● What is expected: Please show, in full, every line below that contains the word "dark".

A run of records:
● ● ● ●
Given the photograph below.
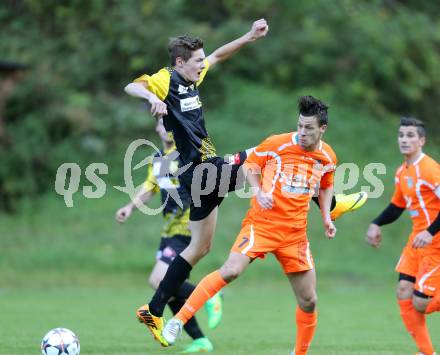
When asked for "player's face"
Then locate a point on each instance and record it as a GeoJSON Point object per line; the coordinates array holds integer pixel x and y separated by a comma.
{"type": "Point", "coordinates": [192, 68]}
{"type": "Point", "coordinates": [409, 140]}
{"type": "Point", "coordinates": [163, 134]}
{"type": "Point", "coordinates": [309, 132]}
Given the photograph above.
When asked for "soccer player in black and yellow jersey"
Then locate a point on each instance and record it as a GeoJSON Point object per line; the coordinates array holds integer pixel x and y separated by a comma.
{"type": "Point", "coordinates": [173, 94]}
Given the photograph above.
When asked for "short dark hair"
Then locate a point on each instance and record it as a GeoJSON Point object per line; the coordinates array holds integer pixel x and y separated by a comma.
{"type": "Point", "coordinates": [415, 122]}
{"type": "Point", "coordinates": [183, 46]}
{"type": "Point", "coordinates": [310, 106]}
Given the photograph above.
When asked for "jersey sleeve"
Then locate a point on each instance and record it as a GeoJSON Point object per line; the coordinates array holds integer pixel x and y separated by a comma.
{"type": "Point", "coordinates": [433, 176]}
{"type": "Point", "coordinates": [150, 183]}
{"type": "Point", "coordinates": [158, 84]}
{"type": "Point", "coordinates": [397, 198]}
{"type": "Point", "coordinates": [204, 72]}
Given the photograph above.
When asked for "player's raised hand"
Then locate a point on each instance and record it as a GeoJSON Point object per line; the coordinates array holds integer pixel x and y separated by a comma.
{"type": "Point", "coordinates": [422, 239]}
{"type": "Point", "coordinates": [259, 29]}
{"type": "Point", "coordinates": [264, 199]}
{"type": "Point", "coordinates": [330, 229]}
{"type": "Point", "coordinates": [123, 213]}
{"type": "Point", "coordinates": [374, 235]}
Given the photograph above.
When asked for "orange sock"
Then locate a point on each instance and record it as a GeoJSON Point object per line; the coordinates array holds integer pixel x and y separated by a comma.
{"type": "Point", "coordinates": [206, 288]}
{"type": "Point", "coordinates": [415, 323]}
{"type": "Point", "coordinates": [433, 305]}
{"type": "Point", "coordinates": [305, 329]}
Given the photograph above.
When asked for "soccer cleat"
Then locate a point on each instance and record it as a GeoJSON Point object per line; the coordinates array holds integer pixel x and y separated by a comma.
{"type": "Point", "coordinates": [200, 345]}
{"type": "Point", "coordinates": [348, 203]}
{"type": "Point", "coordinates": [214, 308]}
{"type": "Point", "coordinates": [172, 330]}
{"type": "Point", "coordinates": [153, 323]}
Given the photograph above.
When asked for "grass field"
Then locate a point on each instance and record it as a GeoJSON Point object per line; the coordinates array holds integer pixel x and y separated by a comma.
{"type": "Point", "coordinates": [77, 268]}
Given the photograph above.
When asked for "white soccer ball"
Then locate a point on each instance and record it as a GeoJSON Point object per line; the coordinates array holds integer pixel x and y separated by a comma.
{"type": "Point", "coordinates": [60, 341]}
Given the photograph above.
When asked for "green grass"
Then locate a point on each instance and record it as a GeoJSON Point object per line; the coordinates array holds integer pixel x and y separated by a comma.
{"type": "Point", "coordinates": [78, 268]}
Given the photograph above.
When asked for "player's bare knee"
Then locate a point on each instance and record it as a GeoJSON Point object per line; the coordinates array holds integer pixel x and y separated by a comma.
{"type": "Point", "coordinates": [419, 304]}
{"type": "Point", "coordinates": [308, 303]}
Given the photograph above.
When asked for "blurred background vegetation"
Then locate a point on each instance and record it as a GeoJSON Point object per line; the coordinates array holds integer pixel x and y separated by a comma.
{"type": "Point", "coordinates": [379, 58]}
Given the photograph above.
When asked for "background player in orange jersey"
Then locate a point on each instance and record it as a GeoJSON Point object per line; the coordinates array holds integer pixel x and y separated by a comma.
{"type": "Point", "coordinates": [284, 170]}
{"type": "Point", "coordinates": [418, 190]}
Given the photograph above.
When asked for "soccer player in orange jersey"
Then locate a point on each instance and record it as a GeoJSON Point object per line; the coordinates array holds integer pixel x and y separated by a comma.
{"type": "Point", "coordinates": [417, 189]}
{"type": "Point", "coordinates": [284, 170]}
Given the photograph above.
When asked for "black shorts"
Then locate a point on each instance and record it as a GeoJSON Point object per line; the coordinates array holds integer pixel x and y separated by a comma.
{"type": "Point", "coordinates": [210, 181]}
{"type": "Point", "coordinates": [170, 247]}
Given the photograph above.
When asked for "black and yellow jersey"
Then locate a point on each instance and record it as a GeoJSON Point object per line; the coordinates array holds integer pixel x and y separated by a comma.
{"type": "Point", "coordinates": [160, 178]}
{"type": "Point", "coordinates": [185, 115]}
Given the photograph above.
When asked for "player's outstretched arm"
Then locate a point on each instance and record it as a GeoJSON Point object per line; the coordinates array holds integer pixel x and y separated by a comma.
{"type": "Point", "coordinates": [141, 198]}
{"type": "Point", "coordinates": [259, 29]}
{"type": "Point", "coordinates": [325, 201]}
{"type": "Point", "coordinates": [158, 108]}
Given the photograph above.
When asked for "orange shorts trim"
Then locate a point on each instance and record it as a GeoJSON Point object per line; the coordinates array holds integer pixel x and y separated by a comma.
{"type": "Point", "coordinates": [292, 249]}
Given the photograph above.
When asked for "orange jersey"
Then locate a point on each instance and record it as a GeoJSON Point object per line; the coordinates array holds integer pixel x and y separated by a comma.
{"type": "Point", "coordinates": [292, 175]}
{"type": "Point", "coordinates": [418, 190]}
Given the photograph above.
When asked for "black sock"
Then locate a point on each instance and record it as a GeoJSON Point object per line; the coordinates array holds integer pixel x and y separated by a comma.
{"type": "Point", "coordinates": [175, 276]}
{"type": "Point", "coordinates": [185, 290]}
{"type": "Point", "coordinates": [191, 327]}
{"type": "Point", "coordinates": [332, 206]}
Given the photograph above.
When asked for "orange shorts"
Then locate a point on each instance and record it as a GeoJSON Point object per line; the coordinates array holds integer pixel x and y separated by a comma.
{"type": "Point", "coordinates": [424, 265]}
{"type": "Point", "coordinates": [291, 249]}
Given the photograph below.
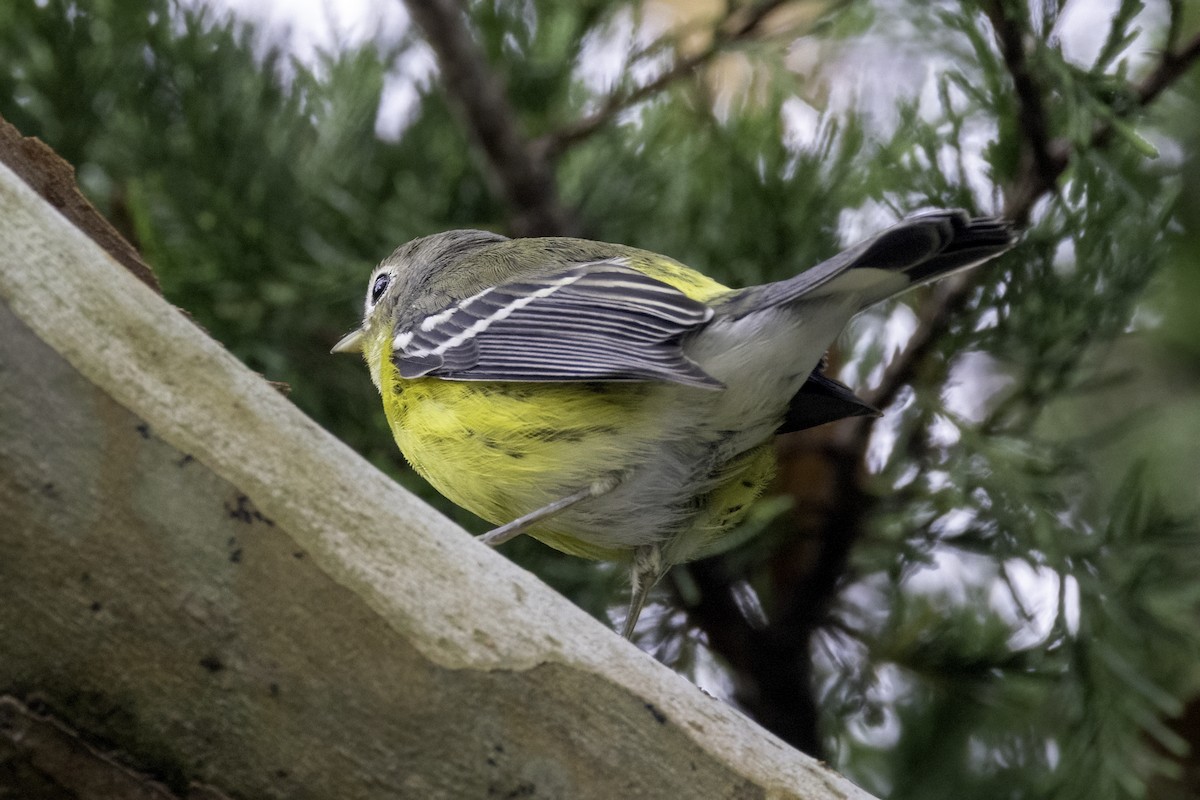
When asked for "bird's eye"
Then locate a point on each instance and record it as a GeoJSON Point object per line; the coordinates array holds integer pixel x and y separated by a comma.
{"type": "Point", "coordinates": [379, 287]}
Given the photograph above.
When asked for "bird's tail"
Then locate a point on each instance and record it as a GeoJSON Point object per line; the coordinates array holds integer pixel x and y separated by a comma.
{"type": "Point", "coordinates": [916, 250]}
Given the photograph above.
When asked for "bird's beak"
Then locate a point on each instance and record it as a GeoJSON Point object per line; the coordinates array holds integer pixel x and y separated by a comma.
{"type": "Point", "coordinates": [349, 343]}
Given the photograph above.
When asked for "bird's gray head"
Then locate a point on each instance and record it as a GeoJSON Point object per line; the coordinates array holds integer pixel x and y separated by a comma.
{"type": "Point", "coordinates": [419, 278]}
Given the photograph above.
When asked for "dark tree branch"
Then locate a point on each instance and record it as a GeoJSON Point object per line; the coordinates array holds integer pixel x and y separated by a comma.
{"type": "Point", "coordinates": [816, 557]}
{"type": "Point", "coordinates": [738, 24]}
{"type": "Point", "coordinates": [943, 306]}
{"type": "Point", "coordinates": [1170, 68]}
{"type": "Point", "coordinates": [520, 173]}
{"type": "Point", "coordinates": [1039, 164]}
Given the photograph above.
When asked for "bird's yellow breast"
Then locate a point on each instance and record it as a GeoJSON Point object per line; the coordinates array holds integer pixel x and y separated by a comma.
{"type": "Point", "coordinates": [503, 449]}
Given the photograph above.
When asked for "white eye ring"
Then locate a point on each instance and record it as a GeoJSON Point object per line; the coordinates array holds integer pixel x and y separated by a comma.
{"type": "Point", "coordinates": [381, 284]}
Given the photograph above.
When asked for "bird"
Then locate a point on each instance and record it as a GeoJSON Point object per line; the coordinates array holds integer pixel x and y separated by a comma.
{"type": "Point", "coordinates": [612, 402]}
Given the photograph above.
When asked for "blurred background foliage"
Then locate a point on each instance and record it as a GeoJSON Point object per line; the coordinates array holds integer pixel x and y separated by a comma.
{"type": "Point", "coordinates": [1014, 609]}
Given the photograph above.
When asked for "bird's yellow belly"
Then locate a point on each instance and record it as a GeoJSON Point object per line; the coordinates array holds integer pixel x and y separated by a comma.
{"type": "Point", "coordinates": [502, 450]}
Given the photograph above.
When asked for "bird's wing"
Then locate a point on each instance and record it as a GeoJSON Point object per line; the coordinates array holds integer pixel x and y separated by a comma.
{"type": "Point", "coordinates": [599, 320]}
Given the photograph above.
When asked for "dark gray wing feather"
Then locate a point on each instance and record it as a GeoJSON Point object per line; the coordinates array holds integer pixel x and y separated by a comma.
{"type": "Point", "coordinates": [592, 322]}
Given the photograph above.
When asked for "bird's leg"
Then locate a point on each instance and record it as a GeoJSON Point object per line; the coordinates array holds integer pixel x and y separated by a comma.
{"type": "Point", "coordinates": [521, 524]}
{"type": "Point", "coordinates": [648, 569]}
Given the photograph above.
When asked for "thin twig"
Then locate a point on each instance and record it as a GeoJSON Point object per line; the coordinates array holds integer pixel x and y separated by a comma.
{"type": "Point", "coordinates": [939, 313]}
{"type": "Point", "coordinates": [1039, 163]}
{"type": "Point", "coordinates": [520, 173]}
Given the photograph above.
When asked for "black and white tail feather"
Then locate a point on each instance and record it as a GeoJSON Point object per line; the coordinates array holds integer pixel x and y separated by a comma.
{"type": "Point", "coordinates": [605, 320]}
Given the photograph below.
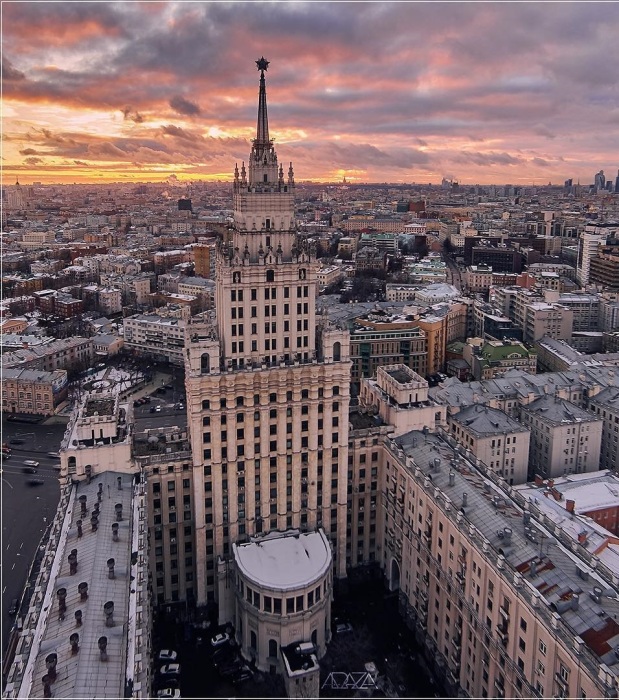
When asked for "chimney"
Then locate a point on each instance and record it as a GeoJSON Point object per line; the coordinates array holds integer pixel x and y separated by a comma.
{"type": "Point", "coordinates": [103, 648]}
{"type": "Point", "coordinates": [108, 609]}
{"type": "Point", "coordinates": [73, 562]}
{"type": "Point", "coordinates": [50, 662]}
{"type": "Point", "coordinates": [62, 605]}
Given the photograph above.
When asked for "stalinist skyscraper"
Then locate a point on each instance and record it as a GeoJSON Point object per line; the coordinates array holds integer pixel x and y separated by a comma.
{"type": "Point", "coordinates": [267, 388]}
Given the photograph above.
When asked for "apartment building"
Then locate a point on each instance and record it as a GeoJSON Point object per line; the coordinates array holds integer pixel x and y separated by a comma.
{"type": "Point", "coordinates": [478, 278]}
{"type": "Point", "coordinates": [68, 353]}
{"type": "Point", "coordinates": [32, 391]}
{"type": "Point", "coordinates": [498, 441]}
{"type": "Point", "coordinates": [267, 403]}
{"type": "Point", "coordinates": [380, 338]}
{"type": "Point", "coordinates": [154, 335]}
{"type": "Point", "coordinates": [494, 357]}
{"type": "Point", "coordinates": [605, 405]}
{"type": "Point", "coordinates": [565, 439]}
● ● ● ●
● Answer to the task:
When asked for "short dark hair"
When asked for "dark tree branch"
When asked for "dark gray wing feather"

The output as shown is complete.